* _EXCERPT PROVIDED_:
══════════
Search code examples
c#wcfstreamingopenai-api

Streaming WCF response


I have a WCF web service which calls a generative model using the OpenAI C# client. I want to stream this response, as it comes in, to the WCF client. My current transfer mode is set to "Streamed" with a closeTimeout of 1 second. A simplified version of the code that the service currently runs is the following:

var collectionResult = openAiClient.CompleteChatStreaming(new[] { userMsg }, options: modelOptions);
var stream = new MemoryStream();
var sw = new StreamWriter(stream)
{
    AutoFlush = true
};

Task.Run(async () =>
{
    foreach (var col in collectionResult)
        foreach (var data in col.ContentUpdate)
            sw.Write(data.Text);
});
stream.Position = 0;
return stream;

When debugging this, I see that before the outer loop even begins, the connection is closed, and I can't figure out why. This is a snippet of my client code using the returned stream:

using (var sr = new StreamReader(stream))
{
    var data = "";
    while ((data = await sr.ReadLineAsync()) != null)
    {
        Console.WriteLine(data);
    }
}

Is there even a way to achieve this kind of streaming response in WCF where the server is a kind of middleman between data being streamed in and data being streamed out? How would it be implemented correctly? The client needs to be able to see the model output as if they were chatting with a normal chatbot, so I cannot wait for the entire response to be generated before responding.
══════════
* _Dataset excerpts_:
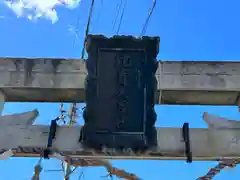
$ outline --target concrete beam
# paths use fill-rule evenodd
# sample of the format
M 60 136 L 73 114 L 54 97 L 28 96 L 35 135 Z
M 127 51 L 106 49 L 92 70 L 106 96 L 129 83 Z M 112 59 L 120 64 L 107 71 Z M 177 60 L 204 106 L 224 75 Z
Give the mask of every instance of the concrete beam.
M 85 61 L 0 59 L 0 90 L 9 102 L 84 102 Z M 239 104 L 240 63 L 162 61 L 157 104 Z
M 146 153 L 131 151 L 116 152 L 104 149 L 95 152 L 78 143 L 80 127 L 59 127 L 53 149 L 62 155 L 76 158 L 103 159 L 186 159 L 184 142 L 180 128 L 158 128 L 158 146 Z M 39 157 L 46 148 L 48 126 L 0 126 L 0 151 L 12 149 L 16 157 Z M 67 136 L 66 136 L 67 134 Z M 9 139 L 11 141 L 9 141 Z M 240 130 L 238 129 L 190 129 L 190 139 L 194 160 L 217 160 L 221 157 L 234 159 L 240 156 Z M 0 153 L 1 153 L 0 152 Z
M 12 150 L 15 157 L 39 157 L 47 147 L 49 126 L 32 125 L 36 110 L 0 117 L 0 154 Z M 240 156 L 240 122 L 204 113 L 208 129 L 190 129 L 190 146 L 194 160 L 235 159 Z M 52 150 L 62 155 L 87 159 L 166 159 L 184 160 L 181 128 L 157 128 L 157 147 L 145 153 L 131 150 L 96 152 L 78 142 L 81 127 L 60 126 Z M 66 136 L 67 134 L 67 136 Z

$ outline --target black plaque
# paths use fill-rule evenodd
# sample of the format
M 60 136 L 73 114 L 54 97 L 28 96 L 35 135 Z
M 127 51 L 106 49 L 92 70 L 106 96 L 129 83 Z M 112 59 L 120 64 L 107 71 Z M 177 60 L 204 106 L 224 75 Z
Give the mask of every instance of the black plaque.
══════════
* _REQUIRED TASKS_:
A. Based on the forum post about streaming a WCF response, state whether each of the following agrees with it: (i) the service's transfer mode is set to "Streamed" with a closeTimeout of 1 second; (ii) the connection closes only after the outer loop has finished; (iii) the client can wait for the entire response to be generated before anything is shown. Answer each with yes or no and quote the words of the post that decide it.
B. Write what comes next in the forum post about streaming a WCF response, starting after its final sentence.

* _OUTPUTS BY TASK_:
A.
(i) Yes: "My current transfer mode is set to "Streamed" with a closeTimeout of 1 second."
(ii) No: "before the outer loop even begins, the connection is closed"
(iii) No: "I cannot wait for the entire response to be generated before responding."

B.
Solution

  • This code has a producer and consumer acting on a single MemoryStream. This isn't going to work:

    • a MemoryStream only has one Position - not a separate read and write position
    • it has no concurrency protection in the case that read and write happens at the same time
    • EOF is implicit by simply reaching the end, which is immediately true when nothing has been written, or when the reader has simply "caught up"

    I think what you want here is Pipe, not MemoryStream. A Pipe is a different API with separate producer and consumer primitives, back-pressure support (to prevent over-buffering), and explicit EOF, intended to be used as a buffer for this scenario.